---- INFORMATION

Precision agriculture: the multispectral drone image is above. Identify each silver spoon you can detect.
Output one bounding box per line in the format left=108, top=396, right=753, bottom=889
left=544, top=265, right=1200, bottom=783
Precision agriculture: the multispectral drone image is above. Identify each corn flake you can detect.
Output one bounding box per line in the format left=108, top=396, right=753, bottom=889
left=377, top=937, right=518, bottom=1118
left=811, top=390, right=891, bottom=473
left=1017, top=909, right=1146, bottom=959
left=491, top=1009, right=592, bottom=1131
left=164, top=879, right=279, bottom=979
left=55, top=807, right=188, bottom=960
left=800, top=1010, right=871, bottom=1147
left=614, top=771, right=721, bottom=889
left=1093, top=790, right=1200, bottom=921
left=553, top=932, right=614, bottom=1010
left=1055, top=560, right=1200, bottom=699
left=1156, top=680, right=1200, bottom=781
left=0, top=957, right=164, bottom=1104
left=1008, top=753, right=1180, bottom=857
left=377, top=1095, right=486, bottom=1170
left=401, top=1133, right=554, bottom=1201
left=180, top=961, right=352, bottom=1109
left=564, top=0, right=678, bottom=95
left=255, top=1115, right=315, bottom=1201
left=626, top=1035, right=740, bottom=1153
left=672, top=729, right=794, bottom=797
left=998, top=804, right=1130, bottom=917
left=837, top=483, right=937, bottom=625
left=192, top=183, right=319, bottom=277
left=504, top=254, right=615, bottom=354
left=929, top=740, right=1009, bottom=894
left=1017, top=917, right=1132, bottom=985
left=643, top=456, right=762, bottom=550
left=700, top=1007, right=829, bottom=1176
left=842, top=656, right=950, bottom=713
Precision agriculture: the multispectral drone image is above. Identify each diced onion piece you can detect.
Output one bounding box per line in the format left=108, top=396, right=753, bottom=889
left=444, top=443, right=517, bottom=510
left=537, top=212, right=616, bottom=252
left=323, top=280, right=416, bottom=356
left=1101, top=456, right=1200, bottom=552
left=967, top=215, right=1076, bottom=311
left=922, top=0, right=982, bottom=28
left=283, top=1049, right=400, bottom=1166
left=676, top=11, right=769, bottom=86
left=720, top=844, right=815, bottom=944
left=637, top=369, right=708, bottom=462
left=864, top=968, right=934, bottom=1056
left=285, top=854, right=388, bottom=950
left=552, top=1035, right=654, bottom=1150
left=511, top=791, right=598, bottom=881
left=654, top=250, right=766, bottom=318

--------
---- INFORMATION

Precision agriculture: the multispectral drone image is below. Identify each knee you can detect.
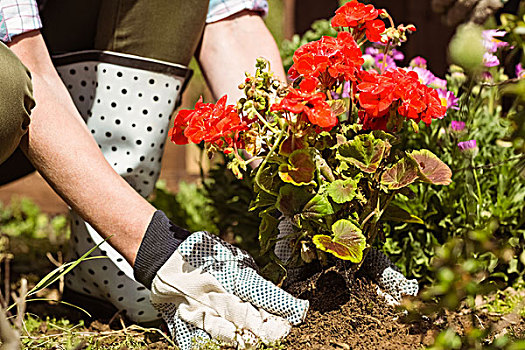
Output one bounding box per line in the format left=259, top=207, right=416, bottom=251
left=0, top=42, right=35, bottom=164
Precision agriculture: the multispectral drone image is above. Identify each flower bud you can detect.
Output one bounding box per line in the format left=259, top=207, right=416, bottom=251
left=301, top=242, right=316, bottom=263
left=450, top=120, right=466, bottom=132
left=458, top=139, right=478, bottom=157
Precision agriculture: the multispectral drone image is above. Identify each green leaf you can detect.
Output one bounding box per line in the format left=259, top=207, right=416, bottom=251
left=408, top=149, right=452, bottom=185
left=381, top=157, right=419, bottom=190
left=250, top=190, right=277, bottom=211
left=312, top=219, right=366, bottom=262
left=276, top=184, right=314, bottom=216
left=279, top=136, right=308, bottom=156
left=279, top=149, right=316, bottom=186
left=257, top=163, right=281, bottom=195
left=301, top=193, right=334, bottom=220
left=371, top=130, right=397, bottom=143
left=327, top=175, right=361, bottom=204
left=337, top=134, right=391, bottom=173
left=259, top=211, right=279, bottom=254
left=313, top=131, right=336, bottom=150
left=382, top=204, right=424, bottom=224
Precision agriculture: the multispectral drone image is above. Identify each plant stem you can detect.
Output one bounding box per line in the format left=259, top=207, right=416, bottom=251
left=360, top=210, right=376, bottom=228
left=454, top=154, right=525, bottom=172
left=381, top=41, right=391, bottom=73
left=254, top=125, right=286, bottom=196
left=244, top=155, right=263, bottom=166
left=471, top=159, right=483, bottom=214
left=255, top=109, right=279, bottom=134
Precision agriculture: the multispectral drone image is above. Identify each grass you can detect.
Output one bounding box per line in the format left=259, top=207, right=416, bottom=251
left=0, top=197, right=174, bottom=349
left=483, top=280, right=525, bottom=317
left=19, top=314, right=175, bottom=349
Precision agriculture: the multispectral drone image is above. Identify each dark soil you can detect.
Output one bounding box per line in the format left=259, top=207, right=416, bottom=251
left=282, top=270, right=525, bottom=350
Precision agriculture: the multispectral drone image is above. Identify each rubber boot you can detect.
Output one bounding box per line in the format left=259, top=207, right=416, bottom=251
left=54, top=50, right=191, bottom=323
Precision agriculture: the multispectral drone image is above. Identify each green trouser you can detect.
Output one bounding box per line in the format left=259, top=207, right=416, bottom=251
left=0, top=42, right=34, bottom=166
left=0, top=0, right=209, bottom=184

--------

→ **YOUR OBJECTIVE**:
Transcribe, exactly and without additions, the lines of the records above, beginning with the line that contains "spoon you can detect." and ending with the line that contains "flake you can detect.", both included.

→ **SOLUTION TO THE EXERCISE**:
Precision agriculture: the multispectral drone image is above. Identify each silver spoon you can detect.
Output one bounding box per line in the format left=108, top=396, right=753, bottom=889
left=544, top=265, right=1200, bottom=783
Precision agriculture: the multispectral drone image is above. Identify each corn flake you can detect.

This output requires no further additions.